● **GOAL OF THE EXERCISE**
In full and without edits, write out the data that follows.

Point-per-instance localization data
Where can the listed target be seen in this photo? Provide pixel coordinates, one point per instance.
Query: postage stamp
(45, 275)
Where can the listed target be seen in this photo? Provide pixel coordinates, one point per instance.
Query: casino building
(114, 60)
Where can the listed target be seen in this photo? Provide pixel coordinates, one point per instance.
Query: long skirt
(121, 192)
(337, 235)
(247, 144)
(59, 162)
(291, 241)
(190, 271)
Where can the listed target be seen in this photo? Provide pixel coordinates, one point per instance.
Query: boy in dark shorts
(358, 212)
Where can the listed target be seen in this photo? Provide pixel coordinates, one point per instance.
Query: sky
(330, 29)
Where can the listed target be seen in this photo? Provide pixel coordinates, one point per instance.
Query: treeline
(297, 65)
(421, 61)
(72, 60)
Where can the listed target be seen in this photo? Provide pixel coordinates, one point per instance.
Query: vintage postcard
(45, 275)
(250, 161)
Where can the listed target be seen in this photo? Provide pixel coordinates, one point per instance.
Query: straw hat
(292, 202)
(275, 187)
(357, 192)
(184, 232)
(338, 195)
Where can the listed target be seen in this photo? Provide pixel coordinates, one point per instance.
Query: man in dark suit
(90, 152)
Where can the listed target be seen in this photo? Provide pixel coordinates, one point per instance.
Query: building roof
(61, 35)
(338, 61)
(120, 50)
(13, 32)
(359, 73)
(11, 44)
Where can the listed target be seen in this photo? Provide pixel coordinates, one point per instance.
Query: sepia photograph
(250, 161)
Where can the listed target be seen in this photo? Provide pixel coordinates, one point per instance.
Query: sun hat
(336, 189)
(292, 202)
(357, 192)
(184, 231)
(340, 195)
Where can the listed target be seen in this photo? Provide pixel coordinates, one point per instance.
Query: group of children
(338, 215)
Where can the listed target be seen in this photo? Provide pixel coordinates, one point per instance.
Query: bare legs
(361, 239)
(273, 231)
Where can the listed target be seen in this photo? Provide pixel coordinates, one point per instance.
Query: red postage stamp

● **TASK OUTPUT**
Where can the listed target be seen in this photo? Provide pixel coordinates, one point per instance.
Query: postage stamp
(45, 275)
Where can the listed target be seen in this photo? Provide pixel coordinates, one point per instance.
Query: casino building
(114, 60)
Where can the listed target be seen in this photo? Provide pixel coordinates, one point per instance.
Query: long skirt
(121, 192)
(337, 235)
(247, 144)
(59, 162)
(291, 241)
(190, 271)
Where can the listed target be seen in this photo? Provide pixel coordinates, one point per instance.
Query: boy in dark shorts
(358, 212)
Where can the listed target be seen in this photo? Provide pixel coordinates, one point per instance.
Query: sky
(330, 29)
Where can the listed target be seen in this photo? Provide pixel coordinates, one point per instance.
Query: treeline
(297, 65)
(421, 61)
(72, 60)
Where can the listed target be seen in this photo? Provide pixel coordinates, one point per instance.
Query: vintage postcard
(45, 275)
(250, 161)
Where can the listed target be seen in this photo? Provide pixel coordinates, one point per instance.
Query: straw hat
(292, 202)
(275, 187)
(357, 192)
(184, 232)
(338, 195)
Where can the listed target be seen in this photo? Provide pixel coordinates, one point per instance.
Query: man in dark suit
(90, 152)
Where can the listed target be seen in this photo? Provide pixel coordinates, one point per instance.
Query: building roof
(61, 35)
(338, 61)
(120, 50)
(13, 32)
(359, 73)
(11, 44)
Where can the listed target be seen in this photo? Provide pixel coordinates, one point per instance.
Query: sepia photograph
(250, 161)
Where can the listed target be seen in this photo? Provide pixel coordinates, one point per instance.
Query: sun hat
(336, 189)
(292, 202)
(357, 192)
(184, 231)
(340, 195)
Where can the listed target be seen in this photo? Provide pixel coordinates, one point per instance.
Query: group of children
(338, 215)
Where can the listed target be seen in this photo? Provide pixel coordinates, one point per instance.
Query: bare legs
(361, 239)
(273, 231)
Where can the listed target be seen in this photo? Provide pixel coordinates, one point per instance.
Query: red postage stamp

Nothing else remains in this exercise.